▸ Deine Aufgaben
1 > Ändere im Text zum Viva-Forschungspark die Passage von „Im Viva Forschungspark“ bis „Überhitzung zu reduzieren.“ so ab, dass „Lehmputz“ an die Stelle von „Akustikputz“ tritt, und gib sie wieder.
2 > Stimmen die folgenden Aussagen mit dem Text zum Viva-Forschungspark überein? Antworte jeweils mit ja oder nein und zitiere die entscheidenden Worte des Textes.
(a) Die Außentemperatur lag bei minus zwölf Grad.
(b) Beim gedämmten Holz-Blockhaus sank die Innentemperatur auf elf Grad.
(c) Das ungedämmte Ziegelhaus entspricht dem heutigen Baustandard.

▸ Textabschnitt
=-=-=-=-=
Die Ergebnisse des Viva-Forschungsparks zeigen, dass der Puffereffekt von massiven, schweren Wänden auch im Winter für konstantere Temperaturen und bessere Wohnbehaglichkeit sorgt. (Bild: Viva)

Die anfängliche Innentemperatur betrug 21 Grad Celsius, die Außentemperatur lag bei minus zwölf Grad. Auch hier zeigte sich, dass die Kombination aus Wärmedämmung und Speichermasse eine rasche Abkühlung im Gebäudeinneren am besten vermeidet und zumindest für 48 Stunden erträgliche Temperaturen sicherstellt. In den gedämmten Häusern aus 25er-Ziegeln und Beton lagen die Innentemperaturen nach zwei Tagen zwischen 15 und 17 Grad. Auch die Wandoberflächentemperaturen lagen in diesem Bereich.

Beim gedämmten Holz-Blockhaus sanken die Innen- und Wandtemperatur auf 13 Grad, bei der gedämmten Holzständerwand sogar auf elf Grad Raum- und sieben Grad Wandtemperatur. Am schlechtesten schneidet das ungedämmte Ziegelhaus ab, das aber nicht mehr dem heutigen Baustandard entspricht, sondern den klassischen unsanierten Altbestand der 60er-Jahre simuliert. 



Blick in die Zukunft

Im Viva Forschungspark stehen die Uhren auch in Zukunft nicht still. Eine neue Testreihe befasst sich mit der Verbesserung von Nachhallzeiten in Innenräumen. Hoch im Kurs ist der Akustikputz. Die Überhitzung ist weiteres Thema. Man geht der Frage nach, welche  Gebäudematerialien auch bei Bauverdichtung zu abkühlenden Effekten beitragen und wie man den Albedoeffekt, das Rückstrahlvermögen einer nichtspiegelnden Oberfläche nutzen kann, um die städtische Überhitzung zu reduzieren.
=-=-=-=-=
▸ Bereitgestellte Daten
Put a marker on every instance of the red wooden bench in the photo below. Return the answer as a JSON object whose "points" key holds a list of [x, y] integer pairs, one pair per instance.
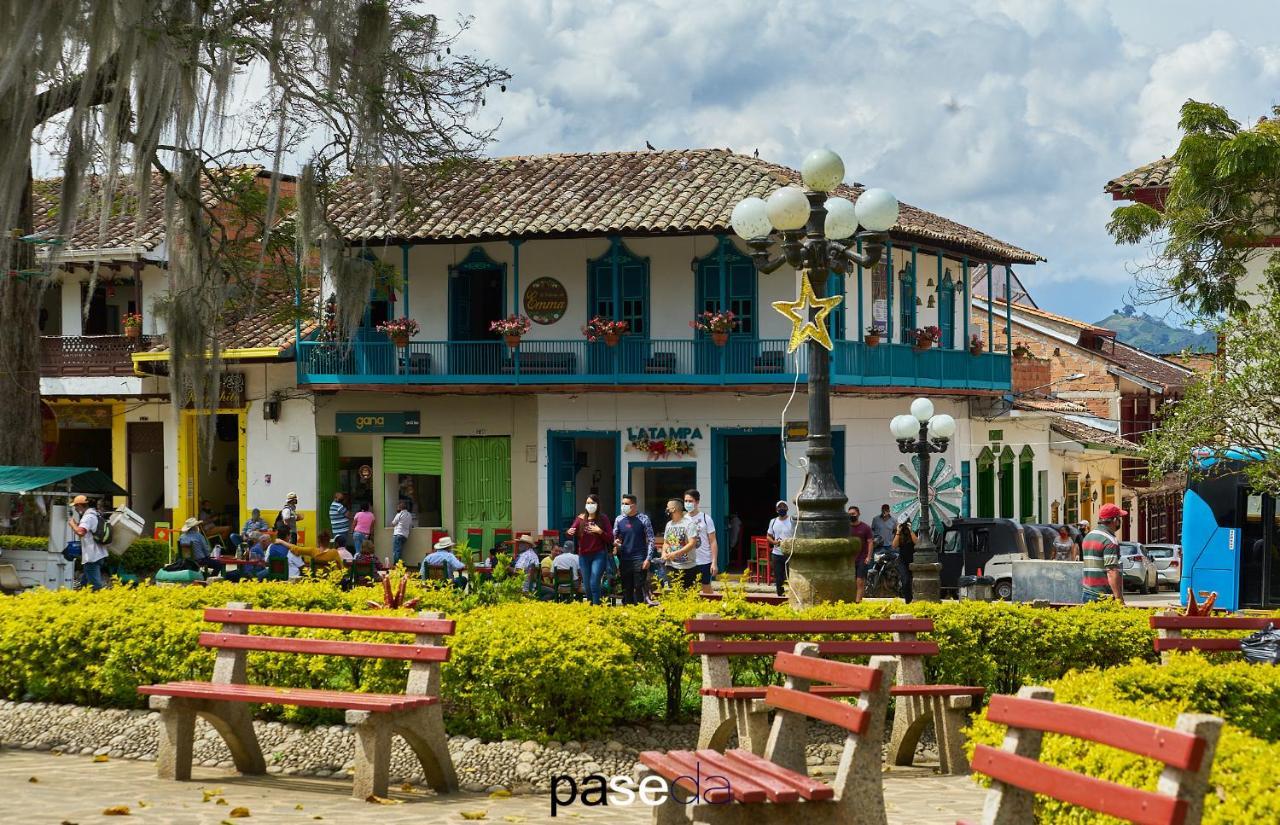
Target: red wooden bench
{"points": [[225, 700], [767, 599], [1169, 632], [776, 787], [1185, 750], [727, 707]]}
=-=-=-=-=
▸ Ergebnisse je Aufgabe
1 >
Im Viva Forschungspark stehen die Uhren auch in Zukunft nicht still. Eine neue Testreihe befasst sich mit der Verbesserung von Nachhallzeiten in Innenräumen. Hoch im Kurs ist der Lehmputz. Die Überhitzung ist weiteres Thema. Man geht der Frage nach, welche  Gebäudematerialien auch bei Bauverdichtung zu abkühlenden Effekten beitragen und wie man den Albedoeffekt, das Rückstrahlvermögen einer nichtspiegelnden Oberfläche nutzen kann, um die städtische Überhitzung zu reduzieren.

2 >
(a) Ja: „die Außentemperatur lag bei minus zwölf Grad“
(b) Nein: „Beim gedämmten Holz-Blockhaus sanken die Innen- und Wandtemperatur auf 13 Grad“
(c) Nein: „das aber nicht mehr dem heutigen Baustandard entspricht“